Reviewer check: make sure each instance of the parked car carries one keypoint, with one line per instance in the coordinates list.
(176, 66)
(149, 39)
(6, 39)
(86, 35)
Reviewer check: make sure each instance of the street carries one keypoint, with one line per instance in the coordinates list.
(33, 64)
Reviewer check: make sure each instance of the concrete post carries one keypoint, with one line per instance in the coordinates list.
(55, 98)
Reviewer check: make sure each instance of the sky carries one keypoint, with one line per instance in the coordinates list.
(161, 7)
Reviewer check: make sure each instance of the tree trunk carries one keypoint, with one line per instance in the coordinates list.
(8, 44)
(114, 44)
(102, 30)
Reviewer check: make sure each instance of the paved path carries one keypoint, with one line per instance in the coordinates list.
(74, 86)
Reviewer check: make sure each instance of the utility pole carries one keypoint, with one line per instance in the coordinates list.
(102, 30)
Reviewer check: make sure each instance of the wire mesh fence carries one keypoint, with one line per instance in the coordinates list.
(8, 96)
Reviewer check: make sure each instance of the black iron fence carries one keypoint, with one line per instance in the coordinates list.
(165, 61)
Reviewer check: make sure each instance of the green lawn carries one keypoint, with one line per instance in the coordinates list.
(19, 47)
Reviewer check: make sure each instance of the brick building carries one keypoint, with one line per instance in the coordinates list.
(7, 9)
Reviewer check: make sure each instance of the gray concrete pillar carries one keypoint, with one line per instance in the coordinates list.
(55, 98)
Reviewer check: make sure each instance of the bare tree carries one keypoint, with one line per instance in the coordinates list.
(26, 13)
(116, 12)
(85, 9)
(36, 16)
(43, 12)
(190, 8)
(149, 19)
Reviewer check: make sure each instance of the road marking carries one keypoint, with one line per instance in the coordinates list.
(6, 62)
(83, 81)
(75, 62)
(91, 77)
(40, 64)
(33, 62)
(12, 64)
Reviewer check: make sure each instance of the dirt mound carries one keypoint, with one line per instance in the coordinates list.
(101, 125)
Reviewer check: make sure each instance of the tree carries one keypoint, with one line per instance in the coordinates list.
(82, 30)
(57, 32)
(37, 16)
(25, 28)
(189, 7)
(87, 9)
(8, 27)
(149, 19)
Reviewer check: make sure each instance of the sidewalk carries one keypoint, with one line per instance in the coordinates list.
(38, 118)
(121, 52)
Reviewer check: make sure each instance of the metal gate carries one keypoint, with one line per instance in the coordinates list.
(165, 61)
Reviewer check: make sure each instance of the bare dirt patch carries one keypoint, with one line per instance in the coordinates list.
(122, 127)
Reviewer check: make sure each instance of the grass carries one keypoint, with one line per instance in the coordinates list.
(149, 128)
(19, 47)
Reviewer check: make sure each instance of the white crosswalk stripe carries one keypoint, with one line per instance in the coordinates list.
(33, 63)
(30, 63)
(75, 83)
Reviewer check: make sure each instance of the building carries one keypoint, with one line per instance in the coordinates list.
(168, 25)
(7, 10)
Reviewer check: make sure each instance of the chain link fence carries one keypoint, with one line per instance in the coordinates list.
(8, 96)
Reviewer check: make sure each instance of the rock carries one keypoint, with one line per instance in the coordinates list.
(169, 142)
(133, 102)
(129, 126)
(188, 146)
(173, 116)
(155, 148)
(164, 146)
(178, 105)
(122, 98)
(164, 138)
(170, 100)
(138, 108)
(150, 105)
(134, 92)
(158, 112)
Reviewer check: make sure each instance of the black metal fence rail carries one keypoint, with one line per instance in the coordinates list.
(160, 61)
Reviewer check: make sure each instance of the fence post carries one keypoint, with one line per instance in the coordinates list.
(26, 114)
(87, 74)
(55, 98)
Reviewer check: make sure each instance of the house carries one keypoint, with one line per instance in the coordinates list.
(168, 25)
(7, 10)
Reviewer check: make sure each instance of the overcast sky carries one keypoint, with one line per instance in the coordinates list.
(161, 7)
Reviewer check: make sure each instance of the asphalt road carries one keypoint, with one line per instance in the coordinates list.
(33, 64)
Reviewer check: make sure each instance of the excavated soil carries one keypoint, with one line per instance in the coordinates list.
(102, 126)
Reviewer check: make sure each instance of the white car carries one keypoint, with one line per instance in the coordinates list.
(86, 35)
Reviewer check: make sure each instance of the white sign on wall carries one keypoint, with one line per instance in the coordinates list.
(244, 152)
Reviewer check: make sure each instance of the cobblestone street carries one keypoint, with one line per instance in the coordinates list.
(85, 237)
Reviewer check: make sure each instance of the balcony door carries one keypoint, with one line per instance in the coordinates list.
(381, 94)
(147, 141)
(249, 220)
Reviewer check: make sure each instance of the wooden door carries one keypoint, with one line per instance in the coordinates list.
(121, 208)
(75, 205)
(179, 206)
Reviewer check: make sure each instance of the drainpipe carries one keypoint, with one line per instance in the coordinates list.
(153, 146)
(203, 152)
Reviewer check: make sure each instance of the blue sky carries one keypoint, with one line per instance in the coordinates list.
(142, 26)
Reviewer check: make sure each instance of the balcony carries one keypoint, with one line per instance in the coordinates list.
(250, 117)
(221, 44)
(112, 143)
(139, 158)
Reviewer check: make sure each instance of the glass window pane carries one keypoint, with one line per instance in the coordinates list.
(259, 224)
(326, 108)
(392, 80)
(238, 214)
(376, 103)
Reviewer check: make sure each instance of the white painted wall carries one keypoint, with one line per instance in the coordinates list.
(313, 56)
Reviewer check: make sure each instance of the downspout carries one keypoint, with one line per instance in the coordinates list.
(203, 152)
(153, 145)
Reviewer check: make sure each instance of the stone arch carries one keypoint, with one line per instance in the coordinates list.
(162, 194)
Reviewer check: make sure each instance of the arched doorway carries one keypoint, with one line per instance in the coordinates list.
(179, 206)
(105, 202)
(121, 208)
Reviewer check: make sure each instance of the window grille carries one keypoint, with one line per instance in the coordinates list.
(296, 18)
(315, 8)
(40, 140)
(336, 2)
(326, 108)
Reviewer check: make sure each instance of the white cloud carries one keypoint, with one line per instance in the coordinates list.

※ ※ ※

- _What is needed_: Nothing in the records may be altered; restate them word for word.

- _Task solution_:
Reviewer check: make sure each instance of the parked car carries one keypoint, with one line per instance in the coordinates list.
(176, 66)
(149, 39)
(6, 39)
(86, 35)
Reviewer check: make sure each instance of the street carries one keypoint, with one line per instance in the coordinates list.
(33, 64)
Reviewer check: make sure each instance of the concrete post carries one keypoint, with one line per instance in the coordinates list.
(55, 98)
Reviewer check: make sure each instance of the sky carries one keypoint, with one line per instance in the coordinates list.
(161, 7)
Reviewer check: make sure each instance of the tree trunk carries one keypoint, with one line per instance in the coordinates list.
(8, 44)
(114, 44)
(102, 30)
Reviewer check: make sure each instance of the paved path carries one keypoint, with one line per instance in the coordinates list.
(74, 86)
Reviewer check: make sure each instance of the utility pole carries one keypoint, with one line per instance in the coordinates list.
(102, 30)
Reviewer check: make sure each instance of the wire mesh fence carries one keypoint, with one line per instance in the coordinates list.
(8, 96)
Reviewer check: make sure each instance of the black iron fence carries one keypoint, with one line per instance in the coordinates list.
(165, 61)
Reviewer check: make sure each instance of the green lawn carries one keypoint, with one line per instance in the coordinates list.
(19, 47)
Reviewer check: make sure each instance of the brick building carries one keypoint, with one line per instance in the coordinates list.
(7, 9)
Reviewer check: make sure each instance of the gray concrete pillar carries one keypoint, with one line per instance in the coordinates list.
(55, 98)
Reviewer check: make sure each instance of the bare tree carries one keypoint, with one line per instance in the coordinates list.
(26, 13)
(116, 12)
(85, 9)
(36, 16)
(43, 12)
(190, 8)
(149, 19)
Reviewer check: make sure each instance of the road marking carries one keypoint, with one line per instance in the coordinates list.
(6, 62)
(83, 81)
(75, 62)
(91, 77)
(40, 64)
(33, 62)
(12, 64)
Reviewer check: make sure each instance of the dirt mound carries one keypoint, with one line per instance in the coordinates list.
(101, 125)
Reviewer check: make sure each instance of the tree carries one keypoint, with one line per instance in the coordinates list.
(82, 30)
(57, 32)
(37, 16)
(25, 28)
(189, 7)
(87, 9)
(8, 27)
(149, 19)
Reviewer check: make sure each instance of the sidewalk carries one keypoint, with one line per instance in the coordinates list.
(38, 118)
(121, 52)
Reviewer check: make sure each instance of the metal gate carries one keypoint, with one line per instance in the coordinates list.
(165, 61)
Reviewer check: make sure each instance of the bare dirt patch carries one keypoint, with one line per instance in the coordinates list.
(122, 127)
Reviewer check: make sure each instance of the grass carries one keypoint, with one line per instance in the coordinates list.
(149, 128)
(19, 47)
Reviewer check: make sure each instance of the white crosswalk stripe carries one keypoint, with one line per instance in the coordinates list.
(33, 63)
(30, 63)
(75, 83)
Reviewer check: make sure each instance of the building carries one keypoint, with one line per instance in the coordinates list.
(168, 25)
(7, 10)
Reviewer check: make sure each instance of the chain link fence carries one keypoint, with one line per instance in the coordinates list.
(8, 96)
Reviewer check: make sure each instance of the rock carries one keypoint, with one line per instance in the coordinates list.
(169, 142)
(133, 102)
(129, 126)
(188, 146)
(173, 116)
(155, 148)
(164, 146)
(178, 105)
(122, 98)
(164, 138)
(170, 100)
(138, 108)
(150, 105)
(134, 92)
(158, 112)
Reviewer check: make sure each instance of the black metal fence rail carries one keypoint, with one line per instance in the coordinates list.
(160, 61)
Reviewer check: make sure each instance of the fence post carries one keypoint, with one line per instance in the coordinates list.
(26, 114)
(87, 74)
(55, 98)
Reviewer check: make sure each instance of the house carries one keypoint, with one line per instance in the coordinates list.
(168, 25)
(7, 10)
Reviewer check: make sure each instance of the overcast sky carries one keypoint, with one line per instance in the coordinates list.
(161, 7)
Reviewer check: make sure each instance of the asphalt road carries one keypoint, with one line per instance in the coordinates list.
(33, 64)
Reviewer check: make sure each instance of the excavated soil carries one keypoint, with one line per instance in the coordinates list.
(102, 126)
Reviewer check: make sure each instance of the white car carries one keypoint, with one line per instance in the coordinates list.
(86, 35)
Reviewer check: make sure each instance of the white sign on wall carries one keypoint, with one line per instance in the coordinates list.
(244, 152)
Reviewer check: make sure each instance of the cobblestone street carries one keypoint, with one line per instance in the coordinates list.
(85, 237)
Reviewer check: make sure each instance of the balcony door carries one keypoint, with one line per instance in the coordinates list.
(381, 94)
(147, 141)
(249, 220)
Reviewer check: make sure each instance of the wooden door carries one keypoint, with one line per instance in the coordinates list.
(121, 208)
(75, 205)
(179, 206)
Reviewer check: make sure each instance of the drainpipe carries one keypoint, with one line per instance in the coordinates list.
(153, 146)
(203, 152)
Reviewer check: make sure each instance of the blue sky carries one keypoint, with one line per instance in the coordinates list.
(142, 26)
Reviewer check: make sure each instance of the balcony carries one keypoint, with one line per instance in the coordinates list.
(250, 117)
(221, 44)
(112, 143)
(139, 158)
Reviewer check: make sure each instance of the glass window pane carries one keypoint, with one line per instance in the coordinates list.
(259, 224)
(326, 108)
(392, 80)
(238, 214)
(376, 103)
Reviewer check: make sure each instance of the white painted wall carries one keypoint, with one line per instance in the coordinates list.
(313, 56)
Reviewer check: make sure each instance of the downspout carries one keypoint, with one line per instance in the coordinates list.
(203, 152)
(153, 145)
Reviewer check: make sure each instance of the stone arch carries one keypoint, with one line per instance in the coordinates list.
(162, 194)
Reviewer check: make sure each instance of the arched doorway carries one keypoint, with one line per instance in the coordinates list.
(179, 206)
(105, 202)
(121, 208)
Reviewer check: make sure each instance of the window grille carries one keypoint, with one line per instance in the coordinates list.
(296, 18)
(315, 8)
(40, 140)
(336, 2)
(326, 108)
Reviewer check: make sure each instance of the white cloud carries one keypoint, with one line per instance in the coordinates list.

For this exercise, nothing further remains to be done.